**DIRECTIONS**
The records that follow must be reproduced in full, with every picture excluded.

**DATASET**
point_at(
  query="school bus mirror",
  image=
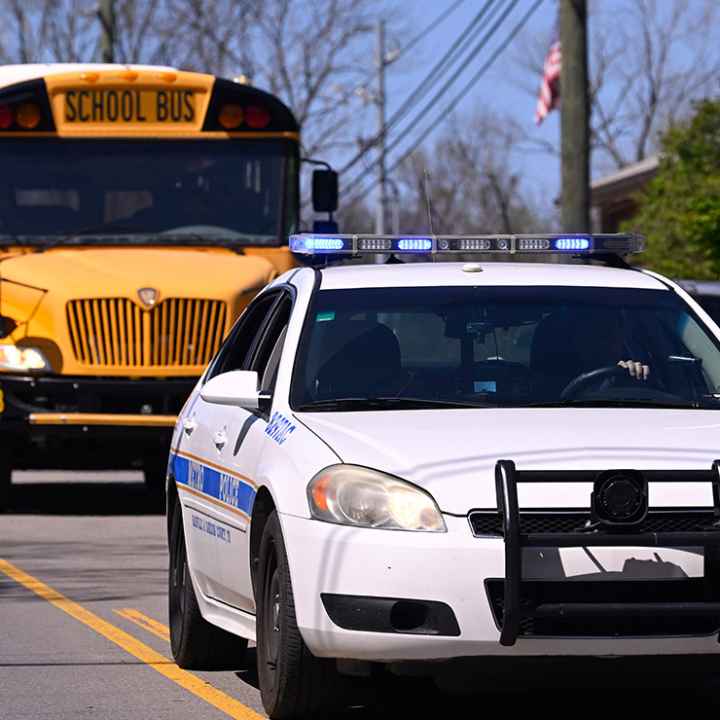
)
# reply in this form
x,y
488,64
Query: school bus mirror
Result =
x,y
7,326
325,191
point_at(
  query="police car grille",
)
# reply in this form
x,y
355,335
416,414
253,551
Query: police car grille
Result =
x,y
117,332
487,522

**ANSWER FOR THE TASK**
point_at(
  query="school bus mirror",
  image=
)
# reply in this form
x,y
488,64
Query: school bus mirror
Result =
x,y
7,326
325,191
point_at(
  query="police car grille",
)
# reply in this form
x,y
355,335
416,414
253,551
Query: police car grille
Result =
x,y
117,332
487,522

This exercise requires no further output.